→ Given passage

In China, the Nazi-Soviet Pact put the United Front on hold for nine months, during which the CCP attempted to expand at KMT expense. After the stunning surrender of France in June 1940, the renewed threat of a two-front war once again made prevention of Sino-Japanese reconciliation a top Soviet priority. Consequently, under pressure from Stalin, the CCP announced a reversal of their expansion policy and a return to the United Front in July 1940.

That same month, Hitler decided to attack the USSR in the summer of 1941. He concluded the Tripartite Pact with Japan and Italy in September 1940. The pact stated that Germany, Italy, and Japan would “assist one another with all political, economic and military means if one of the Contracting Powers is attacked by a Power at present not involved in the European War or in the Japanese-Chinese conflict.”
[7]
This could refer to the United States or the USSR, although the pact also stated that it “affects in no way the political status existing at present between each of the three Contracting Powers and Soviet Russia.” Principally, Hitler hoped the pact would intimidate the United States during the German assault on the USSR, but this failed. Instead, America made greater efforts to support the beleaguered British.

→ Exercise 1
Set down word for word everything in the listing below, from the line that contains "Where can the brown" down to the end of the listing.
The listing that comes next is unrelated to the passage on wartime diplomacy.

→ Excerpts from a point labeling dataset
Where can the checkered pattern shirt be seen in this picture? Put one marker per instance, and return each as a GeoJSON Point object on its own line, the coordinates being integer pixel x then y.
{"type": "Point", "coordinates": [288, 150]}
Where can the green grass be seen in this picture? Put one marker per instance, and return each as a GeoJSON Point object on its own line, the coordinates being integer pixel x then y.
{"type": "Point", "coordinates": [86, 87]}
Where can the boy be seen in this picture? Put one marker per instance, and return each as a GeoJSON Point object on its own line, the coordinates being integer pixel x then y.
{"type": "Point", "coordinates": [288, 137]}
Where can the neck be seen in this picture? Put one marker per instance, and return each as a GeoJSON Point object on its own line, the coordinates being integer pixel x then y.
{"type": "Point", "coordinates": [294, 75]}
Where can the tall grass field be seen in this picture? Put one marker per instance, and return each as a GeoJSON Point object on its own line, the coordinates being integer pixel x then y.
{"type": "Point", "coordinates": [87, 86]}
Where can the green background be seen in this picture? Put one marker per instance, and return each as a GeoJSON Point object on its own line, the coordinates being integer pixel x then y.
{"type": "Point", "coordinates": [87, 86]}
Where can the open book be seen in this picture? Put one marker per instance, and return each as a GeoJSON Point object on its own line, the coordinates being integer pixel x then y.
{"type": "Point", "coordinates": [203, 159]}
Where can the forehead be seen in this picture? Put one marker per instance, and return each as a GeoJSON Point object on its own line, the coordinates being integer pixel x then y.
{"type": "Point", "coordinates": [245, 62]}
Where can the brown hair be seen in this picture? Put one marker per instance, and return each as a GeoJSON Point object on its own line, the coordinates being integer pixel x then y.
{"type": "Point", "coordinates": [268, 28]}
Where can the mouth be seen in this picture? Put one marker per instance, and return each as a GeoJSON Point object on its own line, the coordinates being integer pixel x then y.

→ Exercise 2
According to the passage on wartime diplomacy, in what month and year did the CCP announce its return to the United Front?

→ Full solution 1
Where can the brown hair be seen in this picture? Put one marker per instance, and return each as a GeoJSON Point object on its own line, the coordinates being integer pixel x then y.
{"type": "Point", "coordinates": [268, 28]}
Where can the mouth be seen in this picture? Put one marker per instance, and return each as a GeoJSON Point object on its own line, the coordinates being integer pixel x then y.

→ Full solution 2
July 1940.